- WORK INSTRUCTIONS -
Every single line below has to be printed once more, exactly.
· · · · ·
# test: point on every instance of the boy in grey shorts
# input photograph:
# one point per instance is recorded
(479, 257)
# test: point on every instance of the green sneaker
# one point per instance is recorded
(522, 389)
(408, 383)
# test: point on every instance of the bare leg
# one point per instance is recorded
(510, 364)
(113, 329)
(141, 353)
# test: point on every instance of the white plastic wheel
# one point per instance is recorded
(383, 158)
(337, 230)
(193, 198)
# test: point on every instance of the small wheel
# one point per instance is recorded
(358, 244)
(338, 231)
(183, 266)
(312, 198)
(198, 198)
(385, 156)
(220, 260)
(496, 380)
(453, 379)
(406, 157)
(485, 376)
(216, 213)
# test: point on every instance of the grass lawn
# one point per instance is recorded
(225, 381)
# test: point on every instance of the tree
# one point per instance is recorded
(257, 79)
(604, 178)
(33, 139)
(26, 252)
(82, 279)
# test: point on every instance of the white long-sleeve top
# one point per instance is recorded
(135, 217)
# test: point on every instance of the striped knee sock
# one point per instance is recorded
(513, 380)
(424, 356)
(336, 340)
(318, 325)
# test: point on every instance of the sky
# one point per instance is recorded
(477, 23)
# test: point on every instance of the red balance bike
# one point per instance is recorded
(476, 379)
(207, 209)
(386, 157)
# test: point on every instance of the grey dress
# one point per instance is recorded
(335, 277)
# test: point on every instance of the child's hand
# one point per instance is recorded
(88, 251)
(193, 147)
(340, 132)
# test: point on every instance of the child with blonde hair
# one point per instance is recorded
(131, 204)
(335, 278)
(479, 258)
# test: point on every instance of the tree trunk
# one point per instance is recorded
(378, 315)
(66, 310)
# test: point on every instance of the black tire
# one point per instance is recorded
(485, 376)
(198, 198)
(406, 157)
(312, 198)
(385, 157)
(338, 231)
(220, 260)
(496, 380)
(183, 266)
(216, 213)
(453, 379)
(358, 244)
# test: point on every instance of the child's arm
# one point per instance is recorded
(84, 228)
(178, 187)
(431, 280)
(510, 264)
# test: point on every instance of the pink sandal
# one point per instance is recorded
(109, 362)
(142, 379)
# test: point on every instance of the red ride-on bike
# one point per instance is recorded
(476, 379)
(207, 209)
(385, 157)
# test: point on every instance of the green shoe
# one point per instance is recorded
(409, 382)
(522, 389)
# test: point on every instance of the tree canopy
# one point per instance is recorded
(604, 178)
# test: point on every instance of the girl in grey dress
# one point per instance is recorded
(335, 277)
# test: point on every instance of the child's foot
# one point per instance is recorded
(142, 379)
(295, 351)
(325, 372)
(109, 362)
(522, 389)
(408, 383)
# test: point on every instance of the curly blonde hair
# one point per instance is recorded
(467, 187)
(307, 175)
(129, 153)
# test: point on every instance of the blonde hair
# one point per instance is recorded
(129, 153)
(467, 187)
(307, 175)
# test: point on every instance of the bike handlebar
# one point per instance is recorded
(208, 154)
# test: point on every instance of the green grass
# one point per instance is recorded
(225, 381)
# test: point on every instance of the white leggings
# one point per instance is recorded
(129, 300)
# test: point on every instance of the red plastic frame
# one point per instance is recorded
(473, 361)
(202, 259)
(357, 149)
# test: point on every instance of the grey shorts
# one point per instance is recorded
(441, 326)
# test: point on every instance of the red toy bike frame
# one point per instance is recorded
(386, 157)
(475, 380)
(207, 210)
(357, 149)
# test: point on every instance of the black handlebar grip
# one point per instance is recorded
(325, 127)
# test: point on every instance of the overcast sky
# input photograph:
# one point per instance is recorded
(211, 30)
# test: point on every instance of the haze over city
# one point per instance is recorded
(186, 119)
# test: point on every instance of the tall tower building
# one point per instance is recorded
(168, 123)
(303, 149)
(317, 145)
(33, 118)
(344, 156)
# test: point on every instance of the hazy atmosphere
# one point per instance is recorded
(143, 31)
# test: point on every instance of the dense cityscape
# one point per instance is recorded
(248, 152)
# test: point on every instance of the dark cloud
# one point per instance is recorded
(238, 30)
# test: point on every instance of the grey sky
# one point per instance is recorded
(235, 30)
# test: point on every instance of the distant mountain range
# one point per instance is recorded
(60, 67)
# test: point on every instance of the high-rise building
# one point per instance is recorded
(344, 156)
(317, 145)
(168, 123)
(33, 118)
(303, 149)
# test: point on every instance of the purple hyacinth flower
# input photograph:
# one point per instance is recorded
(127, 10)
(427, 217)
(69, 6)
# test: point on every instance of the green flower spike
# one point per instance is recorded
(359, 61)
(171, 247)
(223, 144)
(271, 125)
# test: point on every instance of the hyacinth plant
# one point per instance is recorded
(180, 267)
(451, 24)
· · · · ·
- RESPONSE -
# test: point on every instance of the boy in grey shorts
# input photograph:
# one point per instance is recorded
(479, 257)
# test: point on every instance of the green sneaker
# one point per instance is recorded
(522, 389)
(408, 383)
# test: point on every instance of the bare leg
# one point per instance is recorded
(510, 364)
(113, 329)
(141, 353)
# test: point on every instance of the white plastic wheel
# one point per instance is recorded
(383, 158)
(337, 230)
(193, 198)
# test: point on every instance of the small wheel
# one point per instance is recorded
(358, 244)
(338, 231)
(183, 266)
(312, 198)
(198, 198)
(385, 156)
(220, 260)
(496, 380)
(453, 379)
(406, 157)
(485, 376)
(216, 213)
# test: point on every instance of the grass lawn
# one point per instance is recorded
(225, 381)
# test: point on every instance of the tree
# one point per instance is recorded
(257, 79)
(604, 178)
(33, 139)
(26, 252)
(82, 279)
# test: point on every instance of the white long-sleeve top
# one point per instance is recorded
(135, 217)
# test: point on every instance of the striped knee sock
# one point per instance is recorded
(513, 380)
(424, 356)
(336, 340)
(318, 325)
# test: point on every instance of the sky
# one point per instance is recorded
(477, 23)
# test: point on every instance of the red balance bike
# one point per instance is recorded
(476, 379)
(207, 209)
(386, 157)
# test: point on every instance of the grey dress
# one point per instance is recorded
(335, 277)
# test: point on every instance of the child's hand
# one point per instance is recorded
(88, 251)
(193, 147)
(340, 132)
# test: point on every instance of the child with blonde hair
# one point per instance is recorded
(131, 204)
(335, 278)
(479, 258)
# test: point on every instance of the tree trunk
# one point per instance is recorded
(378, 315)
(66, 310)
# test: point on every instance of the black tire
# one point per instance is recorded
(485, 376)
(198, 198)
(406, 157)
(312, 198)
(385, 157)
(338, 231)
(220, 260)
(496, 380)
(183, 266)
(216, 213)
(453, 379)
(358, 244)
# test: point on every instance of the child's arm
# one point per instance is recorded
(84, 228)
(178, 187)
(431, 280)
(510, 264)
# test: point on every instance of the pink sandal
# one point per instance is recorded
(109, 362)
(142, 379)
# test: point on every instance of the red ride-on bike
# one point per instance is recorded
(476, 379)
(207, 209)
(385, 157)
# test: point on every instance of the green shoe
# one point per instance is recorded
(409, 382)
(522, 389)
# test: point on every instance of the tree canopy
# one point per instance is recorded
(604, 178)
# test: point on every instance of the girl in grey dress
# one point per instance is recorded
(335, 277)
# test: point on every instance of the child's foot
# one point per instance is recorded
(142, 379)
(295, 351)
(325, 372)
(109, 362)
(522, 389)
(408, 383)
# test: point on every instance of the curly blonde hair
# one point per instance is recorded
(467, 187)
(307, 175)
(129, 153)
# test: point on every instance of the blonde hair
# one point per instance is recorded
(129, 153)
(467, 187)
(307, 175)
# test: point on every instance of the bike handlebar
# one point per instance is recorded
(208, 154)
# test: point on every instance of the green grass
# one point per instance is recorded
(225, 381)
# test: point on every instance of the white leggings
# one point per instance is recorded
(129, 300)
# test: point on every instance of the red plastic frame
# one point per instance is recorded
(473, 361)
(202, 259)
(357, 149)
# test: point on every instance of the grey shorts
# one point per instance is recorded
(441, 326)
# test: point on every instance of the red toy bike frame
# one point per instance is recorded
(386, 157)
(475, 380)
(207, 210)
(357, 149)
# test: point on every instance of the black handlebar grip
# one point per instance is recorded
(325, 127)
# test: point on every instance of the overcast sky
# input photograph:
# one point per instance is recorded
(211, 30)
# test: point on every instance of the haze over city
# one point per instance is recorded
(186, 119)
# test: point on every instance of the tall tower building
# one point per instance is recorded
(168, 123)
(303, 149)
(317, 145)
(33, 118)
(344, 156)
# test: point on every instance of the hazy atmosphere
# one point per instance is recorded
(143, 31)
# test: point on every instance of the dense cityscape
# one point per instance is recorded
(248, 152)
# test: point on every instance of the dark cloud
# one point per instance is recorded
(238, 30)
# test: point on every instance of the grey sky
# one point per instance is recorded
(235, 30)
# test: point on every instance of the distant mountain range
# one point per instance is recorded
(60, 67)
# test: point on every instance of the high-rise building
# one point per instance is recorded
(344, 156)
(317, 145)
(168, 123)
(33, 118)
(303, 149)
# test: point on every instance of the purple hyacinth flower
# input photograph:
# one point per instance is recorded
(127, 10)
(427, 217)
(69, 6)
# test: point on every instance of the green flower spike
# one point per instance is recorded
(359, 61)
(171, 247)
(223, 144)
(271, 125)
# test: point on every instance of the hyacinth plant
# one point per instance is recorded
(180, 267)
(451, 24)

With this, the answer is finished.